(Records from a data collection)
= = = = =

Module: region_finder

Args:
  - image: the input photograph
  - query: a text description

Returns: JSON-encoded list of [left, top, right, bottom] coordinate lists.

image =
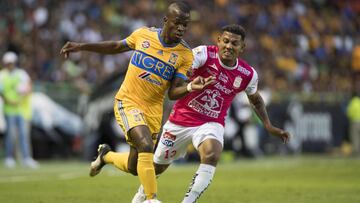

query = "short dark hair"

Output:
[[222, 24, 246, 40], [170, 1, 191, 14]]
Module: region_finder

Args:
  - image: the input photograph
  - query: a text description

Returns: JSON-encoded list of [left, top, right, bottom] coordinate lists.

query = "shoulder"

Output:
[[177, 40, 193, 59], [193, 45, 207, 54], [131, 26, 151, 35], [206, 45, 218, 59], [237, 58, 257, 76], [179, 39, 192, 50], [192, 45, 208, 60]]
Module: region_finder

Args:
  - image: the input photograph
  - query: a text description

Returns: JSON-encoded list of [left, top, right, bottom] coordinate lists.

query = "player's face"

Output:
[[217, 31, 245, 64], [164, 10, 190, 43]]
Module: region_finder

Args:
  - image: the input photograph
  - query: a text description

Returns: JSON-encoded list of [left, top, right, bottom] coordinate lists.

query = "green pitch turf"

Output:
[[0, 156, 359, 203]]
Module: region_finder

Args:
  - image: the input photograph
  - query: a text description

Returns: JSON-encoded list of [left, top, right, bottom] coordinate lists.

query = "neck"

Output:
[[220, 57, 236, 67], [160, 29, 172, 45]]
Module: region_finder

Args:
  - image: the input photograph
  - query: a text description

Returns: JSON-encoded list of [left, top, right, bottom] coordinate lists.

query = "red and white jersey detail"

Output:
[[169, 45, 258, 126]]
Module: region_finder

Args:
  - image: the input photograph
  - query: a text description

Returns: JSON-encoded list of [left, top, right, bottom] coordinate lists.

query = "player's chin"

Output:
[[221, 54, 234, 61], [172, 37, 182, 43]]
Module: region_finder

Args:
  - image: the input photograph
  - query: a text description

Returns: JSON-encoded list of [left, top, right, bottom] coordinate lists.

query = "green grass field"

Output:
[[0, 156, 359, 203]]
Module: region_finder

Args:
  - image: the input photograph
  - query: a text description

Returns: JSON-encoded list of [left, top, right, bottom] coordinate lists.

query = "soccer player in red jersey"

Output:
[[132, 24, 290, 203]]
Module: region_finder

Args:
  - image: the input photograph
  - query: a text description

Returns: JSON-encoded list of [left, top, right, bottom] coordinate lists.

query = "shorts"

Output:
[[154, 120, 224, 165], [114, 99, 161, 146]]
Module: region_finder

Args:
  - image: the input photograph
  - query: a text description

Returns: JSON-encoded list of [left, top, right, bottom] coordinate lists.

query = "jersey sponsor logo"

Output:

= = = = =

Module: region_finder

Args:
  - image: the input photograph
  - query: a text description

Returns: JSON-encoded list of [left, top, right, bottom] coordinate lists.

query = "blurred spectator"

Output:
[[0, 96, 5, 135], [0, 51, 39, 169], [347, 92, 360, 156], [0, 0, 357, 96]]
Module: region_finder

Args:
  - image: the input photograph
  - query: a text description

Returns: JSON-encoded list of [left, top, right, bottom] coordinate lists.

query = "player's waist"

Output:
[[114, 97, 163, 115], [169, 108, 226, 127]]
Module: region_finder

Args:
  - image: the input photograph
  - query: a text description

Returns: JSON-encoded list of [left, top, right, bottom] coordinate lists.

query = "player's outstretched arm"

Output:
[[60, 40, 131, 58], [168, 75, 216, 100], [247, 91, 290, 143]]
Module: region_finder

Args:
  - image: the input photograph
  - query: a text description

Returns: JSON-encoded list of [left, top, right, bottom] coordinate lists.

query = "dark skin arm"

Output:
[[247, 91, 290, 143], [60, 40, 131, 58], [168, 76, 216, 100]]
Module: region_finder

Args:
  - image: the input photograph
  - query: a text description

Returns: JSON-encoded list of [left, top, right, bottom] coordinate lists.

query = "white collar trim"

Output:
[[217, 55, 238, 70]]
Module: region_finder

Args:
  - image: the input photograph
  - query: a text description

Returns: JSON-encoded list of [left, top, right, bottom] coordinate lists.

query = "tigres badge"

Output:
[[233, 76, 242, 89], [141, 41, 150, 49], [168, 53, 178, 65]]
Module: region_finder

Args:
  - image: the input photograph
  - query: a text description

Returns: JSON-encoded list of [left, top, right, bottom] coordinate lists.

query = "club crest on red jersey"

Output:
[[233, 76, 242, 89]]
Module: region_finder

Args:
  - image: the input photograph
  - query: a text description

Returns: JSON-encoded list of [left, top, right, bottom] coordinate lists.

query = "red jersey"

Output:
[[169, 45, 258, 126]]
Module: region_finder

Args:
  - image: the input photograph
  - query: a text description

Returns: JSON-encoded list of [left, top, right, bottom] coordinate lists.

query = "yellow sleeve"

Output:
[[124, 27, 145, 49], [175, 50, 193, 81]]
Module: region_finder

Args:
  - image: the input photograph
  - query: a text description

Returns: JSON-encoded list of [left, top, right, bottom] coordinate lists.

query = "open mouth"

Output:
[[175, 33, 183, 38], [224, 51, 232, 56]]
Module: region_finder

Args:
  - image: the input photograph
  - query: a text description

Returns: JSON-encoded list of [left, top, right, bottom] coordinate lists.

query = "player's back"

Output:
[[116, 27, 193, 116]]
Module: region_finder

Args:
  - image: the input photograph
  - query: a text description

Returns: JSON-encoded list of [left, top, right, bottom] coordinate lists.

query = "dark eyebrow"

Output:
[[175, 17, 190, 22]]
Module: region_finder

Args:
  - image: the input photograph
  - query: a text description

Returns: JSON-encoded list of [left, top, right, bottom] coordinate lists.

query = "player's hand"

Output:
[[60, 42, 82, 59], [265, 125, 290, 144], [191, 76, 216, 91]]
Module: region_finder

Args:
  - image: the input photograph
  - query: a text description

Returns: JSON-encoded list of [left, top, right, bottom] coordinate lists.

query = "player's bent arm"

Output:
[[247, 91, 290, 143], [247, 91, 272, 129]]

= = = = =

*Goal of the exercise*
The lines needed are those in the data above that hold the string "white"; copy each of them.

*Your response*
query = "red and white jersey detail"
query = "white collar trim"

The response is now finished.